STATED GOAL. Copy the notes on the JSON library rewrite, beginning at the words "Corners explored while" and stopping after "peekWord8 >> advance 1.", and switch every "anyWord8" to "consumeWord8".

Start of SOURCE TEXT

1) I've been using aeson at work for the past four years and I thoroughly dislike it;
2) I wrote a small pretty-printer a month ago and suddenly it turned out aeson can't stream requests. The expected way of implementing streaming is I guess json-stream, a library that has a big ol' "actually we cheat a lot" disclaimer at the bottom of it;
3) There's probably lots of cool things that can be done here;
4) There's a library called json that has been dead for three years (I started on July 6th).
What this rewrite does not have
No unifying typeclass (ToJSON/FromJSON) and hence no GHC.Generics.
I enjoy handrolling instances and the idea of "the one true instance" gets in the way constantly. Generics also have an incredibly lame issue of inheriting pair names from record fields which are rather stringent in what they allow. Both of these are something a higher-level library can provide, hopefully in a more generalized way.
No unifying datatype (Value).
Adding something like this is completely optional and highly ambiguous depending on how much information about the JSON we wish to convey (do we remove duplicates from container values? Is whitespace critical? Should numbers be stored denormalized if they were delivered that way?). Also raw JSON already conveys all of this info by itself.
Corners explored while rewriting
attoparsec's API is... weird:
fail prepends extra text to the input, satisfy alters parser context when failing.
There's peekWord8, but there's no advance. I have to anyWord8 the character to consume it, so I have to hope the compiler is diligent enough to compile peekWord8 >> anyWord8 into peekWord8 >> advance 1.
take and match return a StrictByteString, meaning if the parser ever needs to backtrack ten thousand bytes, those ten thousand bytes have to be reallocated into one continuous block of memory
The solutions taken to address each of these are:
err is defined to replace fail. This pushes attoparsec's lower boundary up to 0.13, since that's when that library revealed Data.Attoparsec.Internal.Types;
Every single parser in the rewrite consumes one byte at a time and never backtracks. The only functions used are peekWord8, peekWord8' and anyWord8;
Since matching is off the table, copying is performed by accumulating a chain of poke operations that are forced on chunk overflow.

End of SOURCE TEXT
Start of EXTRACTED INFORMATION

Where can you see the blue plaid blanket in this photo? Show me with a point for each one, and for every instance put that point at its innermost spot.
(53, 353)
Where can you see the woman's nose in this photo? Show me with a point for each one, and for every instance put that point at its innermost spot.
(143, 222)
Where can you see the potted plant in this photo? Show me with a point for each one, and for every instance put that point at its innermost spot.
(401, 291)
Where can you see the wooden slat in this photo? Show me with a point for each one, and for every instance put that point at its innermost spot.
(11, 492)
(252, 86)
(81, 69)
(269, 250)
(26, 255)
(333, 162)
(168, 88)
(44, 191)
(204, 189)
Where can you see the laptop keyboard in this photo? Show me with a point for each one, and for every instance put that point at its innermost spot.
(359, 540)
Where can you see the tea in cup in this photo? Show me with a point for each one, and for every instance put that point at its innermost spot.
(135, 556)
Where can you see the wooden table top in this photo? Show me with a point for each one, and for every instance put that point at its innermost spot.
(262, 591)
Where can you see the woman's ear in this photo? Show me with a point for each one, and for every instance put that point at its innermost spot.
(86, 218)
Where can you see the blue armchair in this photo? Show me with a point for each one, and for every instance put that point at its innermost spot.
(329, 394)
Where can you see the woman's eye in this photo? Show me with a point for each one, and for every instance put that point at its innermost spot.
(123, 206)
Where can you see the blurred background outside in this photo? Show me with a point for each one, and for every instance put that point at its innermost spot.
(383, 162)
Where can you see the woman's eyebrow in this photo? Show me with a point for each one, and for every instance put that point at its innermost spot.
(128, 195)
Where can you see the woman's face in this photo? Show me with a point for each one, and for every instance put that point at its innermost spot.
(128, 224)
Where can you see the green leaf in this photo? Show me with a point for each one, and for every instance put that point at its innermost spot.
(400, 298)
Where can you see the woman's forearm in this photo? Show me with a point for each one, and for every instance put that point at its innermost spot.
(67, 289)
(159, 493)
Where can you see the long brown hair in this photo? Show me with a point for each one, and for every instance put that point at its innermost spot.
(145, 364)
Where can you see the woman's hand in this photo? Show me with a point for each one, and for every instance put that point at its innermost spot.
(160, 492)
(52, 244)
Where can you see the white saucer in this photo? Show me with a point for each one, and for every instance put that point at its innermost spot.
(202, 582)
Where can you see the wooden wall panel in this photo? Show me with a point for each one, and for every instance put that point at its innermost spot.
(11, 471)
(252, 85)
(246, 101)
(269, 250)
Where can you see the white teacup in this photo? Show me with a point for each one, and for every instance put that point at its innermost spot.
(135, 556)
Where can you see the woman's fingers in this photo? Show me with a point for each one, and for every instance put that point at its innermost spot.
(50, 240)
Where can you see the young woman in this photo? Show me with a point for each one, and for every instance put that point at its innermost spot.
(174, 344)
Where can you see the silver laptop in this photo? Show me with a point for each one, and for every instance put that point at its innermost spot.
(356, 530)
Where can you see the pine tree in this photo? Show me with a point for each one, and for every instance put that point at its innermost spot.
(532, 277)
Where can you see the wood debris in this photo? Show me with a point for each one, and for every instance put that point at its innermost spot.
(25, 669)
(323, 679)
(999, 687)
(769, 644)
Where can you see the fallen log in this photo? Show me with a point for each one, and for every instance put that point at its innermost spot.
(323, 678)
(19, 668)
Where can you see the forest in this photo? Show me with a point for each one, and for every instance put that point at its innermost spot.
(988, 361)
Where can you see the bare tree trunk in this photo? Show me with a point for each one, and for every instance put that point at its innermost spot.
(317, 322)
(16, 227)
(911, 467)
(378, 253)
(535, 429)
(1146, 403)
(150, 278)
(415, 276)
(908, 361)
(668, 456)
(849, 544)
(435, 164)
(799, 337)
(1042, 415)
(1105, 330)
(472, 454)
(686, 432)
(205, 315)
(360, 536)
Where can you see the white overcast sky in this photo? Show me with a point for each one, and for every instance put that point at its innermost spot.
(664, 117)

End of EXTRACTED INFORMATION

RESPONSE TO THE TASK.
Corners explored while rewriting
attoparsec's API is... weird:
fail prepends extra text to the input, satisfy alters parser context when failing.
There's peekWord8, but there's no advance. I have to consumeWord8 the character to consume it, so I have to hope the compiler is diligent enough to compile peekWord8 >> consumeWord8 into peekWord8 >> advance 1.